### Task instructions
Restate all the data word for word, leaving nothing out.

(Point localization data)
────────────────────────────────────────
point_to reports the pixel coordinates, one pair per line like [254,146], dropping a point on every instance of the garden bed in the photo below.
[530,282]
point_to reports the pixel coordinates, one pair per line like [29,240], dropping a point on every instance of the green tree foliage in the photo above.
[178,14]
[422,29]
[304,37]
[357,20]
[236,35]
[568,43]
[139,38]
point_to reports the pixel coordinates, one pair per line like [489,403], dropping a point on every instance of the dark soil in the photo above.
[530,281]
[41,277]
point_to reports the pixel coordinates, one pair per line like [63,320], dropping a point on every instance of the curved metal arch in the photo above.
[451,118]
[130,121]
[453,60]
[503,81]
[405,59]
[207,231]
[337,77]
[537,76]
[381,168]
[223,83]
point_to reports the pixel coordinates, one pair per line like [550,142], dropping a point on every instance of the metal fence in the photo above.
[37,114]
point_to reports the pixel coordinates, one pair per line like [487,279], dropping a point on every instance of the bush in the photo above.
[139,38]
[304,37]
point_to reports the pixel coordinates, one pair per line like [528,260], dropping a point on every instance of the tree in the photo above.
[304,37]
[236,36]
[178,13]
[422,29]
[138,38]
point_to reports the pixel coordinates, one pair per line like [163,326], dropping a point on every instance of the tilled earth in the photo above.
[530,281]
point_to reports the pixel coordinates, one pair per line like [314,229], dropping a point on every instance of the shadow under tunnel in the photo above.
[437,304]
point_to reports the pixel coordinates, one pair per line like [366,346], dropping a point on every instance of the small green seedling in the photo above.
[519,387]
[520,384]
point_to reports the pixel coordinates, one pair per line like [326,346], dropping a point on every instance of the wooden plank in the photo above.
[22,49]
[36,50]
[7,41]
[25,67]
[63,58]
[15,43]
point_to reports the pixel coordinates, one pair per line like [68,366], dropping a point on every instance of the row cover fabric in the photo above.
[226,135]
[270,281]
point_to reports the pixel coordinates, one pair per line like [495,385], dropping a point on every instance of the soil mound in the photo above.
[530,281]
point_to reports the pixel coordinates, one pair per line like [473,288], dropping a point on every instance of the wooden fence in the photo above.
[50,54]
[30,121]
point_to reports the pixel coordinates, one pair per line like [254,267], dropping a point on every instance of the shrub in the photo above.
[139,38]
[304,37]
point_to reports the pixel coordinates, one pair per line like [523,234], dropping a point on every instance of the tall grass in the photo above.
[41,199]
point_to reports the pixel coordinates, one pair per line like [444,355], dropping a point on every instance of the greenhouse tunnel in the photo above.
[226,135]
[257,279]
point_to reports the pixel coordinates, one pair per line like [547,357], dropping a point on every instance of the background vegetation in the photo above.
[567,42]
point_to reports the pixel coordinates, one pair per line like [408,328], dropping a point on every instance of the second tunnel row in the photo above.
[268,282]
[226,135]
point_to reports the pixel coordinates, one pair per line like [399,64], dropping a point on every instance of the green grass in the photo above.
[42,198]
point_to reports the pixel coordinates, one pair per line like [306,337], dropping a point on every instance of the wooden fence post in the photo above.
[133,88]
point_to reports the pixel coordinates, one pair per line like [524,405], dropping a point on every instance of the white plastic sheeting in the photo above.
────────────────────────────────────────
### Reply
point_to reports the pixel coordinates, one pair per line like [254,146], dropping a point on every instance of the garden bed in the photo below.
[530,282]
point_to reports the pixel coordinates, one pair per line like [29,240], dropping a point on every instance of the green tree foliage in the photo above.
[178,14]
[422,29]
[304,37]
[357,20]
[236,35]
[568,43]
[139,38]
point_to reports the pixel coordinates, one pair per line like [489,403], dropping a point on every instance of the dark soil in the photo above.
[530,281]
[41,277]
point_to reports the pixel coordinates, one pair per line like [63,320], dropping a point on every instance of the curved metal arch in the photo above.
[451,118]
[130,121]
[453,60]
[503,81]
[405,59]
[207,231]
[337,77]
[537,76]
[381,168]
[223,83]
point_to reports the pixel coordinates, one pair per line like [550,142], dropping a point on every instance of the metal fence in the photo above.
[37,114]
point_to reports the pixel coordinates, one pair per line like [487,279], dropping a point on every instance of the bush in the photo above.
[139,38]
[304,37]
point_to reports the pixel coordinates, one pair per line like [528,260], dropping a point on every instance of the tree in the photo above.
[304,37]
[236,36]
[178,13]
[422,29]
[138,38]
point_to reports the pixel coordinates, one pair per line like [163,326], dropping a point on every instance of the tilled earth in the photo above.
[530,281]
point_to reports the pixel coordinates, one pair per line like [314,229], dropping a point on every instance of the shadow under tunnel in the photo above.
[437,304]
point_to reports the pixel coordinates, one pair per line like [366,346], dropping a point on every instance of the small green seedling in the photo above.
[519,387]
[520,384]
point_to reports the pixel coordinates, one pair per line like [326,346], dropping a point on every instance of the wooden plank in the photo above.
[22,49]
[36,50]
[7,41]
[25,67]
[63,58]
[15,43]
point_to reports the pixel coordinates, one pair per line like [68,366], dropping a point on every instance of the row cover fabric in the photo above.
[226,135]
[270,281]
point_to reports the pixel coordinates, one pair per line like [495,385], dropping a point on every instance of the soil mound in the photo above.
[530,281]
point_to reports the pixel coordinates, one pair per line like [473,288], dropping a point on every instance of the wooden fence in the photo above.
[50,54]
[30,121]
point_to reports the pixel coordinates, one pair per line like [254,267], dropping a point on every instance of the shrub in the photo above.
[139,38]
[304,37]
point_to reports the pixel coordinates, one pair per line like [523,234], dropping a point on every instance of the tall grass in the photo above.
[41,199]
point_to reports the pixel coordinates, one pair per line like [444,355], dropping a point on every instance of the greenhouse tunnel in the photo above.
[226,135]
[257,279]
point_to reports the pixel coordinates, one pair per line like [547,357], dropping a point on every instance of the background vegetation in the photo above.
[567,42]
point_to reports the pixel coordinates, one pair per line like [408,328], dropping a point on every instance of the second tunnel row in the photo above.
[268,282]
[226,135]
point_to reports the pixel coordinates, one pair per line like [399,64], dropping a point on every instance of the green grass in the photo above.
[42,198]
point_to reports the pixel coordinates, one pair per line like [306,337], dropping a point on every instance of the wooden fence post in the photo above.
[133,88]
point_to reports the pixel coordinates, one pair per line like [524,405], dropping a point on every instance of the white plastic sheeting in the photo above.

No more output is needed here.